■ **TEXTE FOURNI**
Pour conquérir le pouvoir, ils ont recouru au mensonge et à l’hypocrisie. Aujourd’hui, c’est avec le mensonge et l’hypocrisie qu’ils gouvernent.
Voici plusieurs semaines que durent les discussions concernant “le rapport régulier 2004” de la Commission européenne sur “les progrès réalisés par la Turquie sur la voie de l’adhésion” sans pour autant que l’opinion publique en connaisse le contenu exact. Pendant tout ce temps, le gouvernement a manipulé l’opinion en recourant une fois de plus à la désinformation et à la censure.
Ce n’est qu’après avoir traduit ce rapport de la Commission européenne que nous, les familles de TAYAD, avons pu réaliser à quel point le gouvernement AKP avait menti.

1- L’AKP a menti en prétendant que le “jeûne de la mort est terminé”

Le rapport sur les progrès de la Commission révèle sans ambiguité la malhonnêteté du gouvernement AKP à l’égard des institutions liées à l’UE.
Ce rapport dit par exemple que le gouvernement AKP et le ministère de la justice ont déclaré qu’ “il n’y a pas de détenu observant le jeûne de la mort”. Voici ce que dit le rapport émanant des institutions européennes :

“Selon des sources officielles, il y avait, en décembre 2003, 64 296 personnes dans les prisons et les centres de détention, dont 37 056 condamnés et 27 240 personnes en détention provisoire.

Entrées de pointage d'objets étiquetés
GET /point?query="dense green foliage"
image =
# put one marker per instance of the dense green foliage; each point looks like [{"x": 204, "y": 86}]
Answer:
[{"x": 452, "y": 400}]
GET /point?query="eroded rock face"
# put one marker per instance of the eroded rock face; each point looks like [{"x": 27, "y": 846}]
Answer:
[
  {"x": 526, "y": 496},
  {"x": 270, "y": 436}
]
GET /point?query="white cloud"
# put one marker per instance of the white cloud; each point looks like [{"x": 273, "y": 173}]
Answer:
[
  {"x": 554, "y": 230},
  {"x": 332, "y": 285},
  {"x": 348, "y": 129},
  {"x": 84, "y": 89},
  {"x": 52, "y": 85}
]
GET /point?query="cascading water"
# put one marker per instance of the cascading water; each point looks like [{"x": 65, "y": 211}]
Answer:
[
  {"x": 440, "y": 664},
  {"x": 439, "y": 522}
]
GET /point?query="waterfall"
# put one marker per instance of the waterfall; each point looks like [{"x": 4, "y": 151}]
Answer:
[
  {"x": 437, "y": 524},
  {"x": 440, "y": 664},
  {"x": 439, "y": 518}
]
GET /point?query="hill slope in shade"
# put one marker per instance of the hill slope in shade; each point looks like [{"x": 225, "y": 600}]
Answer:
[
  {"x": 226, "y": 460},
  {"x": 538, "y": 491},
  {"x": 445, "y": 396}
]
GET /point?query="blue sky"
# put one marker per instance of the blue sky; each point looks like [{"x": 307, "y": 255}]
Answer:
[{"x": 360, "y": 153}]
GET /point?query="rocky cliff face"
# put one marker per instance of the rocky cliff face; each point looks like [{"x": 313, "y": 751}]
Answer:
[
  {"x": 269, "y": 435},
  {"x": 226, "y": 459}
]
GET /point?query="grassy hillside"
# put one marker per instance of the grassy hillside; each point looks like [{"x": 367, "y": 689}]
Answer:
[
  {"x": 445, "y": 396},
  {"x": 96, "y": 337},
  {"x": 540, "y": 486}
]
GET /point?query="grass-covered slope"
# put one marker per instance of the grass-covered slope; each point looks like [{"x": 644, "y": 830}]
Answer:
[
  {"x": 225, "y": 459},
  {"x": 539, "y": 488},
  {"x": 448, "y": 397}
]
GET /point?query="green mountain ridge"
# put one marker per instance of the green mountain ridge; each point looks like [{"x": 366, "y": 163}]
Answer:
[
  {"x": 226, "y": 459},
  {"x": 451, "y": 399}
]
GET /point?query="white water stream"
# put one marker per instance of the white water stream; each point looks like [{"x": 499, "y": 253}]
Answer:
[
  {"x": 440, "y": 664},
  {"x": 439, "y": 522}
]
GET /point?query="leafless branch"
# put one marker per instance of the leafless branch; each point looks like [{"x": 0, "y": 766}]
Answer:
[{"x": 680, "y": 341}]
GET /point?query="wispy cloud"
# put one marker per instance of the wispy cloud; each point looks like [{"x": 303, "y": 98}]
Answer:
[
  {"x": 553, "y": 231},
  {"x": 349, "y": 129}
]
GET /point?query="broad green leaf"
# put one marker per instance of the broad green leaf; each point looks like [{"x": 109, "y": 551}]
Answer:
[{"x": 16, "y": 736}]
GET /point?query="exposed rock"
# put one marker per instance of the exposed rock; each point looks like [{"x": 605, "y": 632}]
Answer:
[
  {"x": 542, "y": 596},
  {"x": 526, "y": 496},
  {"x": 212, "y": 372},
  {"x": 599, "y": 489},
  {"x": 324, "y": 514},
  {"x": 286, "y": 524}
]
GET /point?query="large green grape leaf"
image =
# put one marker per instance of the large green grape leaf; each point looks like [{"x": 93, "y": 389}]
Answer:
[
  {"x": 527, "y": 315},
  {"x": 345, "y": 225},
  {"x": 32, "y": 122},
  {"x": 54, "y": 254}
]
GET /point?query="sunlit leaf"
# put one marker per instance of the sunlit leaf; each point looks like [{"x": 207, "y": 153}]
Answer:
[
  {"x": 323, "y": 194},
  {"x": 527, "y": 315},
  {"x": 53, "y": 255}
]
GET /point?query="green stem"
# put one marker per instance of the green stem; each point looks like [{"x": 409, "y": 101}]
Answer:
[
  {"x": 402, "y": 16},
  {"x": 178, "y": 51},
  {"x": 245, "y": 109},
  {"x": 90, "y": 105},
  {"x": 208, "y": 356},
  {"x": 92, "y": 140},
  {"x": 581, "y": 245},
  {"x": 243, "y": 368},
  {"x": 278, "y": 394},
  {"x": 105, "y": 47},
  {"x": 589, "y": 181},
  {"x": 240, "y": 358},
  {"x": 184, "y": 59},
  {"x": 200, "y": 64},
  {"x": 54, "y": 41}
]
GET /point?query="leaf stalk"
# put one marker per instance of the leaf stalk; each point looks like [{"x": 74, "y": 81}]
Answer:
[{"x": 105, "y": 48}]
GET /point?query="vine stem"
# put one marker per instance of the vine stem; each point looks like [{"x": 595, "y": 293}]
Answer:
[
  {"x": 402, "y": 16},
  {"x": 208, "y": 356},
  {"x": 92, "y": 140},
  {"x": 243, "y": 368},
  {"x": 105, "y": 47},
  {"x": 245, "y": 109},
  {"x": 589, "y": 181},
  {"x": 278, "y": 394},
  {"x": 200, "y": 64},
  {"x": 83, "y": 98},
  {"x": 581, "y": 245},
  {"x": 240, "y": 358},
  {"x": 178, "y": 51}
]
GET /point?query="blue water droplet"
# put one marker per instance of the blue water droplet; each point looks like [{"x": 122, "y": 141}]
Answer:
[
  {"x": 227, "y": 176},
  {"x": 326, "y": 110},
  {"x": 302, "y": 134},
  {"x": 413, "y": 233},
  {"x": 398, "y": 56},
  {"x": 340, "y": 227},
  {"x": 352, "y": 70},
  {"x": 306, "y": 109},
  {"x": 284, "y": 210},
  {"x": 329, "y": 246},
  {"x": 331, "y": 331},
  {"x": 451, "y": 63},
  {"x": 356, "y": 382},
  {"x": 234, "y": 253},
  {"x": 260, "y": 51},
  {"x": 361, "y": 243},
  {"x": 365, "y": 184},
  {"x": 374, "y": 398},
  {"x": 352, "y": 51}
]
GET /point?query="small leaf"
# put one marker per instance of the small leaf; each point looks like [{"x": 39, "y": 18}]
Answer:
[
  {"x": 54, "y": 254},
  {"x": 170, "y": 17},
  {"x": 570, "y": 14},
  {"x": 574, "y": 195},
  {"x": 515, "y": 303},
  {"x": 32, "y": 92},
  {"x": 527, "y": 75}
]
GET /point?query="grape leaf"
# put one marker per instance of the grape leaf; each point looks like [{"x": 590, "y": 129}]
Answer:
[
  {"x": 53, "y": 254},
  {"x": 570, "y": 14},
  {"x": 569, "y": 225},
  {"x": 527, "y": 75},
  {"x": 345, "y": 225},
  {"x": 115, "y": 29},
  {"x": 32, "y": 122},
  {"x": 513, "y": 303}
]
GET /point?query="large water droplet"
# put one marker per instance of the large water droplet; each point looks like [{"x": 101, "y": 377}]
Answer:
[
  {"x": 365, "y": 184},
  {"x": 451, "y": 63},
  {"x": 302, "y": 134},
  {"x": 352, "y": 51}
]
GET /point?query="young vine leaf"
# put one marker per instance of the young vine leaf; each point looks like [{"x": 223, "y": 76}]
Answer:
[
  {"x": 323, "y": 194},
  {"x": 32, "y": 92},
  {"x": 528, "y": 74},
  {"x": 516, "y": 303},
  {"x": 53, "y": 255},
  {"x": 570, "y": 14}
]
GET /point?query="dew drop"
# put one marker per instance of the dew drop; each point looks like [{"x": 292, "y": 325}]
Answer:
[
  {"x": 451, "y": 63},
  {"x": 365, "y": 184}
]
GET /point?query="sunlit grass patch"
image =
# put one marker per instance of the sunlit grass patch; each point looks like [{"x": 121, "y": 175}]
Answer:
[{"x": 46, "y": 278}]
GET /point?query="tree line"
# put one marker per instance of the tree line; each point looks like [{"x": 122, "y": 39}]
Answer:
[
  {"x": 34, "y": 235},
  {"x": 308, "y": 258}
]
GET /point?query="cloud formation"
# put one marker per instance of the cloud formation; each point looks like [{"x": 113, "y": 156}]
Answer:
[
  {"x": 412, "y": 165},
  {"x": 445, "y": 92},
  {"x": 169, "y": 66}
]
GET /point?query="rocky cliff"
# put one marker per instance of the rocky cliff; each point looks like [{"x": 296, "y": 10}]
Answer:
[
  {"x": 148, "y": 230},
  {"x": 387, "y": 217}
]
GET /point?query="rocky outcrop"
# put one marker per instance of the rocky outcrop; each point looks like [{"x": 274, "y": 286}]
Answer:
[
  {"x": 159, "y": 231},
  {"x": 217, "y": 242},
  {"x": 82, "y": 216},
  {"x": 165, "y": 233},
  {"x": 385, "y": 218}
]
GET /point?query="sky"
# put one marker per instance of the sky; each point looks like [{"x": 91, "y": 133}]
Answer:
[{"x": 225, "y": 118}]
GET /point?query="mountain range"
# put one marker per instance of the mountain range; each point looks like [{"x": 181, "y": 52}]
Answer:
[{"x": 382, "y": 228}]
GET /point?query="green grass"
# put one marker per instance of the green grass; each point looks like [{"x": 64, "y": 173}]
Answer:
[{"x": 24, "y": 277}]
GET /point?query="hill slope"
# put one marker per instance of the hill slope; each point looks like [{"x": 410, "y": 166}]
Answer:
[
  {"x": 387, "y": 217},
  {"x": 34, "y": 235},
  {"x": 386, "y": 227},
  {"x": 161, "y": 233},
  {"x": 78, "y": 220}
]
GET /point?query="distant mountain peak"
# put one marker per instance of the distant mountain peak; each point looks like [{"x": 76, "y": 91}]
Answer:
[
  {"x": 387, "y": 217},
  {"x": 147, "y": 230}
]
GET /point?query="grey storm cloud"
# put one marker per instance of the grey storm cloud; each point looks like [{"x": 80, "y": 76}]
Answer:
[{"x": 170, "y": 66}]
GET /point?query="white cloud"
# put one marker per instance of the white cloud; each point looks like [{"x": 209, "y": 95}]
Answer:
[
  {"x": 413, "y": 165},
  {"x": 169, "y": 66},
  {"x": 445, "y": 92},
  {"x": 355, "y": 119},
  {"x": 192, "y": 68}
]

■ **TÂCHE PROPOSÉE**
Citez mot pour mot le passage du texte sur le rapport de la Commission européenne qui va de « Voici plusieurs semaines » jusqu'à « à la censure. » inclus.

■ **RÉPONSE COMPLÈTE**
Voici plusieurs semaines que durent les discussions concernant “le rapport régulier 2004” de la Commission européenne sur “les progrès réalisés par la Turquie sur la voie de l’adhésion” sans pour autant que l’opinion publique en connaisse le contenu exact. Pendant tout ce temps, le gouvernement a manipulé l’opinion en recourant une fois de plus à la désinformation et à la censure.